▶ **To do**: Repeat all of the records word for word, but skip any picture.

▶ **Records for processing**:
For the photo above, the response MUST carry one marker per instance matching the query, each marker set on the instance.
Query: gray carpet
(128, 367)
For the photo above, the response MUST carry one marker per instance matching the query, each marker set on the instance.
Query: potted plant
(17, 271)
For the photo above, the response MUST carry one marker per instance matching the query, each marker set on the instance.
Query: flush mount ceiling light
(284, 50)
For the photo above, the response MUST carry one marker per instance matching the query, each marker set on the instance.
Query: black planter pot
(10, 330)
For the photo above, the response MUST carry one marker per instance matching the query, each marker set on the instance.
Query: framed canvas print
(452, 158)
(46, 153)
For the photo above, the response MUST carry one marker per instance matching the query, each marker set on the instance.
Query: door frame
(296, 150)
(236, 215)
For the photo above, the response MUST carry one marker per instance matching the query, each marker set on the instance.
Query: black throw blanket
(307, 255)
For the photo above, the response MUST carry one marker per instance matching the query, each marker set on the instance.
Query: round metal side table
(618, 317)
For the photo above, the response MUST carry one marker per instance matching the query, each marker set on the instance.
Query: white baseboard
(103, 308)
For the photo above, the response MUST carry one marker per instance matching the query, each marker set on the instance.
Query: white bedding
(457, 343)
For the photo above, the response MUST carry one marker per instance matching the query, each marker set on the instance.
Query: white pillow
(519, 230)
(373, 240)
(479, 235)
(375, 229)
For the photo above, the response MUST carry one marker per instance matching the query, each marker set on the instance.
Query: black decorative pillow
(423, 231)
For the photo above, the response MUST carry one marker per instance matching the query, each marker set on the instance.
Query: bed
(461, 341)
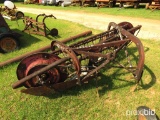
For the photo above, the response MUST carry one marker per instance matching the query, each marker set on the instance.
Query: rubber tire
(11, 37)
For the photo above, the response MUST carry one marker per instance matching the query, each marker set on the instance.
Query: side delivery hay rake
(72, 65)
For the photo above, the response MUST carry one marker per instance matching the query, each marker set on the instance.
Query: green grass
(80, 103)
(130, 12)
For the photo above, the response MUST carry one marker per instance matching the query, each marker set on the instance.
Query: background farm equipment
(8, 38)
(155, 4)
(10, 11)
(72, 65)
(104, 3)
(134, 3)
(36, 27)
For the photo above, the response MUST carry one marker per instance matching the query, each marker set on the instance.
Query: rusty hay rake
(72, 65)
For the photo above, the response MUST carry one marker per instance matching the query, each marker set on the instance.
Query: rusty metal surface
(83, 34)
(83, 60)
(37, 27)
(3, 23)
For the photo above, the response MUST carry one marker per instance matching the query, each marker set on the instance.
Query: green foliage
(81, 102)
(130, 12)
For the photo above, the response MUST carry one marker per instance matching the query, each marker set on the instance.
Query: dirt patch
(150, 28)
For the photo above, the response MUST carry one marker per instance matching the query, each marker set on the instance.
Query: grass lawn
(131, 12)
(82, 102)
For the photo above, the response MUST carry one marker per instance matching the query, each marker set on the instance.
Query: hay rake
(72, 65)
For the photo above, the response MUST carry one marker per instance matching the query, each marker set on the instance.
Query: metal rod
(44, 48)
(20, 82)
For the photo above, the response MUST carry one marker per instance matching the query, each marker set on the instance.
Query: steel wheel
(34, 63)
(8, 44)
(19, 14)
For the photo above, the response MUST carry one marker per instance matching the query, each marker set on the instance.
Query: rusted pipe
(20, 82)
(44, 48)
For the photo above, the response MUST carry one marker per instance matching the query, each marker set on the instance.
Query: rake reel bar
(81, 61)
(36, 27)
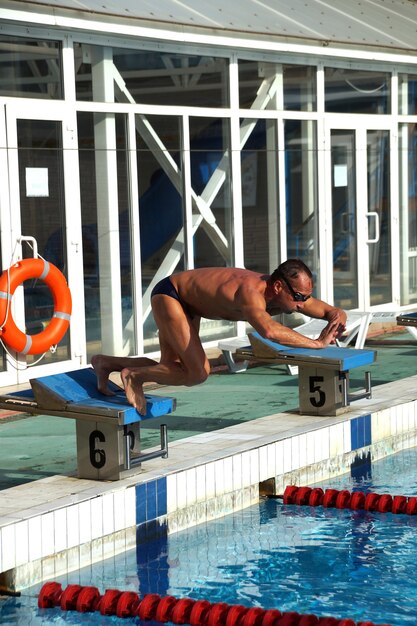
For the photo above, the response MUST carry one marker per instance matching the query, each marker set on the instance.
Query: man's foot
(134, 391)
(103, 371)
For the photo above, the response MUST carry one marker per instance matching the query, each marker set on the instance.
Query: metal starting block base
(323, 375)
(107, 427)
(407, 319)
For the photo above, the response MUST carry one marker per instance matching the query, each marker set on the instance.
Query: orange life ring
(59, 323)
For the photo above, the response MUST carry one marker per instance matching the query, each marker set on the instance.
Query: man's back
(216, 292)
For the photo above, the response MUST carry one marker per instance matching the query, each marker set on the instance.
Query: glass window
(277, 86)
(105, 218)
(259, 166)
(210, 180)
(407, 94)
(379, 216)
(30, 68)
(301, 192)
(161, 210)
(356, 91)
(408, 212)
(150, 77)
(211, 205)
(42, 216)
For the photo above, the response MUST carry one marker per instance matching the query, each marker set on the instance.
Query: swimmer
(181, 300)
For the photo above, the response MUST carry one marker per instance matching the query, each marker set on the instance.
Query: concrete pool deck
(227, 437)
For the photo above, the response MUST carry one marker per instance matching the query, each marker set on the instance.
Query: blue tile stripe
(360, 432)
(151, 500)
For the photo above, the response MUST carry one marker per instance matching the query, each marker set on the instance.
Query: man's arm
(257, 316)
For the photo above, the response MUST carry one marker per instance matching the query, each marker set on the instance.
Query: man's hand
(331, 332)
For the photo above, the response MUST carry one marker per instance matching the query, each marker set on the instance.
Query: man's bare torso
(217, 293)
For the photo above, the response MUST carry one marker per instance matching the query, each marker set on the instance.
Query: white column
(107, 204)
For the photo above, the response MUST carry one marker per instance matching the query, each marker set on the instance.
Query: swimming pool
(349, 564)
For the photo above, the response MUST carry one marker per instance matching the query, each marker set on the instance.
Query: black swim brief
(166, 288)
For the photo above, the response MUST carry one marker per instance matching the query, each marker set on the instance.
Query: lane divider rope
(344, 499)
(176, 610)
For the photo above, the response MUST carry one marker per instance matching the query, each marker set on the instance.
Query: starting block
(323, 375)
(107, 427)
(410, 320)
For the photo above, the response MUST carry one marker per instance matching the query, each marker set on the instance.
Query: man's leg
(183, 360)
(104, 365)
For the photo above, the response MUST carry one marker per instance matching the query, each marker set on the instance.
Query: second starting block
(107, 427)
(323, 378)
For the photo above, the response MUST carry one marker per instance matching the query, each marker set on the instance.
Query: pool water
(343, 563)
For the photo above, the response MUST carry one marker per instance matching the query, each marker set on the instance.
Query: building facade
(136, 141)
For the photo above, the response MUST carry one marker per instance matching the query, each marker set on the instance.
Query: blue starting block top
(75, 394)
(343, 358)
(407, 319)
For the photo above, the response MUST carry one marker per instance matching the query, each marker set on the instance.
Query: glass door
(360, 201)
(43, 213)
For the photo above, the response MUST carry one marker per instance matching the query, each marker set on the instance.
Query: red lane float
(153, 607)
(333, 498)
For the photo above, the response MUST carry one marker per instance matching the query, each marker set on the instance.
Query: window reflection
(408, 212)
(30, 68)
(278, 86)
(356, 91)
(301, 191)
(154, 77)
(407, 94)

▶ **Response to the task**:
For the photo above, the response MUST carry one marker per instance matching the query, each marker set on the instance.
Query: gray carpet
(128, 367)
For the photo above, the response MUST carry one marker per instance matching the query, each marker set on the instance.
Query: potted plant
(17, 271)
For the photo above, the response MUST carry one marker per instance matching the query, each marker set on the instance.
Query: flush mount ceiling light
(284, 50)
For the photo above, the response MUST carry one marker per instance matching the query, each marker set on the instance.
Query: black planter pot
(10, 330)
For the photo above, the response MUST carry one marker per instance matching the query, each marker set on the instance.
Query: framed canvas print
(452, 158)
(46, 153)
For the photo above, the response MUST carry one marker per instance matching the query, each marker set on the instance.
Query: door frame
(296, 150)
(236, 215)
For the photo above, the response MUST carry one marker per instance matching the query, each marker set on the instance.
Query: black throw blanket
(307, 255)
For the photo above, the response MUST carry one marker per instance matching the query, each marker set on the instance.
Query: round metal side table
(618, 317)
For the photo above, the response MUST carry one marker per instance matching the query, each marker set on the instance.
Query: white baseboard
(103, 308)
For the photo above, the response MUST carry one marker per instance matching the query, each marker set on the instance.
Query: white bedding
(457, 343)
For the photo above, the response MUST carry one marker per instance matching the query, each marker set on the instance.
Query: white pillow
(519, 230)
(373, 240)
(479, 235)
(375, 229)
For the photo above, the response MUST carry one marker per instance matching the query, each marker set on the instance.
Query: black decorative pillow
(423, 231)
For the photo above, the response MUST carry one marker per instance matching the query, each marker set on the instance.
Query: bed
(461, 341)
For the photo above, the response MUST carry one marker per instance matching the query, each marker set on the instance.
Query: rubber tire
(11, 37)
For the photo above, the response MUST carry one marker per instance matching the query, each marker set on the instance.
Query: side delivery hay rake
(72, 65)
For the photo above, the response MUST carry one marker per instance matching the query, each marker set on the instance.
Query: green grass
(80, 103)
(130, 12)
For the photo above, the response MUST carry one marker per instance matching the query, each marker set on the instance.
Query: background farm equipment
(8, 38)
(155, 4)
(10, 11)
(72, 65)
(104, 3)
(134, 3)
(36, 27)
For the photo above, the response MUST carry one marker per instance matching the query, each marker set on the instance.
Query: rusty hay rake
(72, 65)
For the photo above, the response MUST carry one marker per instance matching the query, each marker set on the instance.
Query: rusty metal surface
(83, 34)
(83, 60)
(37, 27)
(3, 23)
For the photo above, the response MUST carry one marker per instance matching the query, each marker set on the instance.
Query: green foliage
(81, 102)
(130, 12)
For the photo above, the response MUST carry one marker per instance matching the query, each marker set on the instance.
Query: dirt patch
(150, 28)
For the photo above, the response MUST carry one marker per instance matching the query, each marker set on the instance.
Query: grass lawn
(131, 12)
(82, 102)
For the photo above, the response MUST carry one marker per instance matching the query, each marker set on the instance.
Query: hay rake
(72, 65)
For the photo above, the response MUST carry one marker per instance matching the query, each marker set on the instance.
Query: metal rod
(44, 48)
(20, 82)
For the photo above, the response MUST carry one marker per instance matching the query, each marker set on the instance.
Query: steel wheel
(34, 63)
(8, 44)
(19, 14)
For the photo above, the response MUST carry one marker per instance matching the query, each marker set on the instance.
Query: rusted pipe
(20, 82)
(44, 48)
For the photo above, the response MUST carry one marker per instance matching the query, each marker set on the instance.
Query: rake reel bar
(81, 61)
(36, 27)
For the photo above, the response MUST carry one marker per instance matching the query, each marker set on the instance.
Query: man's foot
(134, 391)
(103, 371)
For the photo above, the response MUST carry one marker per instance matching the query, each marker set on the instance.
Query: metal starting block base
(323, 375)
(107, 427)
(407, 319)
For the photo above, the response MUST carry one marker per instance matching the query, each marker set on the instance.
Query: orange life ring
(59, 323)
For the photo above, the response MUST carry one marker per instance matching the query, each marker set on the instance.
Query: man's back
(216, 292)
For the photo above, the response MUST carry one marker per instance matching the query, each marker set on the instance.
Query: glass window
(277, 86)
(105, 218)
(259, 166)
(210, 180)
(407, 94)
(379, 216)
(30, 68)
(301, 192)
(161, 210)
(356, 91)
(408, 212)
(150, 77)
(211, 205)
(42, 216)
For the photo above, the response MUST carry one marker per instance matching the query, each marker set on the instance.
Query: swimmer
(181, 300)
For the photo above, the response MUST carry one marker per instance matching the query, each marker set on the instance.
Query: concrete pool deck
(227, 437)
For the photo above, the response MUST carry one marker per instance matching the query, each marker set on the instance.
Query: blue tile stripe
(360, 432)
(151, 500)
For the photo above, the response MUST carry one marker per instance matching the query, each marker set on the instance.
Query: man's arm
(257, 316)
For the photo above, the response MUST carry one marker per instance matching the query, each marker set on the instance.
Query: man's hand
(331, 332)
For the photo above, the response MUST carry one marker per instance matching the query, each marker set on the instance.
Query: man's bare torso
(217, 293)
For the photo above, the response MUST carry one marker per instance matching the query, each marker set on the instance.
Query: white column
(107, 204)
For the photo above, the response MUST carry one marker per instance matching the query, each marker set on the instance.
Query: swimming pool
(349, 564)
For the photo above, the response MUST carry one marker per instance matching the query, each marker set on the instance.
Query: black swim brief
(166, 288)
For the photo above, the response MUST carry one marker per instance matching the query, each marker set on the instance.
Query: lane divider rope
(344, 499)
(176, 610)
For the photo above, the response MUST carry one marker per instance matching the query, each marker set on the instance.
Query: starting block
(323, 375)
(107, 427)
(410, 320)
For the photo above, the response MUST carry one marker per instance matching the query, each marker set on the instance.
Query: man's leg
(183, 360)
(104, 365)
For the photo above, the response MUST carry one marker per instance matching the query, each marker set on the instance.
Query: second starting block
(107, 427)
(323, 378)
For the photo above, the response MUST carry one marker per instance matching the query, each marker set on the instance.
Query: pool water
(343, 563)
For the photo above, the response MUST carry one marker per instance matching the query, each marker set on the instance.
Query: building facade
(136, 141)
For the photo above, the response MUST carry one marker per instance matching the query, each marker set on the instance.
Query: blue starting block top
(75, 394)
(343, 358)
(407, 319)
For the photo above, the response MUST carry one marker per instance matching the query, each marker set on the instance.
Query: glass door
(360, 201)
(43, 213)
For the photo above, the response MUST carry one marker per instance matching the query, each marker set on the instance.
Query: red lane float
(153, 607)
(333, 498)
For the photo above, the response MUST carry one marker per instance matching the query, each marker set on the instance.
Query: window reflection
(408, 212)
(30, 68)
(278, 86)
(356, 91)
(301, 191)
(154, 77)
(407, 94)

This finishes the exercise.